PROBLEM REQUIREMENTS: Down to the last line, restate the listing below exactly.

RECORDS:
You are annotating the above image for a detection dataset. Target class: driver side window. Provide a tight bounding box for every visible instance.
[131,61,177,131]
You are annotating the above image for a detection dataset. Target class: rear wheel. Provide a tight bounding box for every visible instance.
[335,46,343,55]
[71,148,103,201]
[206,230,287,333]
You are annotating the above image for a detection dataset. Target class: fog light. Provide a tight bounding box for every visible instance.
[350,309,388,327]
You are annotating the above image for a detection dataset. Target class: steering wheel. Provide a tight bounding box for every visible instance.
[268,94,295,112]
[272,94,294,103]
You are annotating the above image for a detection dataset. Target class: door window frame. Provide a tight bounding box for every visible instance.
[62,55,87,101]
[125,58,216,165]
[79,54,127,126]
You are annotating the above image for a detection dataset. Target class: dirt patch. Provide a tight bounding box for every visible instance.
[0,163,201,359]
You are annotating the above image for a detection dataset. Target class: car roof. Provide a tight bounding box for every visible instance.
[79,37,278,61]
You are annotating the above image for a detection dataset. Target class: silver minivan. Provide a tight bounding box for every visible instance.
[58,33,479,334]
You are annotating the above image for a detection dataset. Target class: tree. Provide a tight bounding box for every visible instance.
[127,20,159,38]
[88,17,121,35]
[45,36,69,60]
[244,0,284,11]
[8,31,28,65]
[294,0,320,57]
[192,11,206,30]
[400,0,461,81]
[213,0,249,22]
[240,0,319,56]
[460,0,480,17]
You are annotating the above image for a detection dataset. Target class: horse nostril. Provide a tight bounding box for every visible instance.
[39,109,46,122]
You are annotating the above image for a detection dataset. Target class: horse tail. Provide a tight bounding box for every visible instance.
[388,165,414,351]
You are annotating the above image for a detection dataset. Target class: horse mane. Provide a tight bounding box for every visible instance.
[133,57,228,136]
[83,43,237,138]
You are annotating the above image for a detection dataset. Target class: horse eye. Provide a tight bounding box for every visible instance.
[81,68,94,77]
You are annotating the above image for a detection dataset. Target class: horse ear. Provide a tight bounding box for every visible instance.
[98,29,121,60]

RESULT OF THIS EXERCISE:
You are annotating the above image for a detection dataset. Target class: driver side window. Provide a tight bounding box for every visible instance.
[131,61,177,131]
You are annotating the above image for a detection dataset. Target class: rear wheel. Provide a tight bounding box for every visible instance.
[335,46,343,55]
[71,148,103,201]
[206,230,287,333]
You are annotating the above image for a detection dataset. Target class: fog light. Provide a tight bounding box for every visible instance.
[350,309,388,327]
You are annotating the above image for a detection dataset. Target class: steering wheel. Provide a tight bounding box for every visible instance.
[268,94,295,112]
[272,94,294,103]
You are annotating the above image for a detection dataset. Target class: door window frame. Provide a tight bounding box for every visible instance.
[62,55,87,101]
[125,58,216,165]
[79,54,127,126]
You are annotating the above image for a detection dataset. Target class: dirt patch. Provide a tight bounding box for every visible instance.
[0,163,201,359]
You are annotating the above image for a detection dataset. Target class: car roof. Provide a tight bounding box for every visible instance.
[79,37,278,61]
You are annotating the above image for a detection dataset. Target class: silver minivan. Provide a tight bounding box for every visible instance.
[58,33,479,334]
You are annotating the above image for a detection dataset. Target class: tree. Provide a tight bounding box for every visible instance.
[127,20,159,38]
[88,17,121,35]
[45,36,69,60]
[244,0,284,11]
[8,31,28,65]
[294,0,320,57]
[192,11,206,30]
[400,0,461,81]
[213,0,249,22]
[240,0,319,56]
[460,0,480,17]
You are annotating the above image for a detection dataset. Target class: horse nostril. Provide a tight bounding box for every visible instance.
[39,109,46,122]
You are annotating the above image for a detection dataset. Target class: horse tail. Provide a tight bounding box for every visible instance.
[388,165,414,351]
You are annotating the above image for a detection dataset. Target class: horse mane. Provide a tight bounding box for every visible instance.
[133,57,228,136]
[83,43,237,138]
You are annotating the above image for a detection dataset. Target class: horse eye. Provide a tight bounding box for every visible instance.
[81,68,94,77]
You are annotating the above image for a detection dataset. Target class: horse ear. Provide a tight bounding box for every visible instance.
[98,29,121,60]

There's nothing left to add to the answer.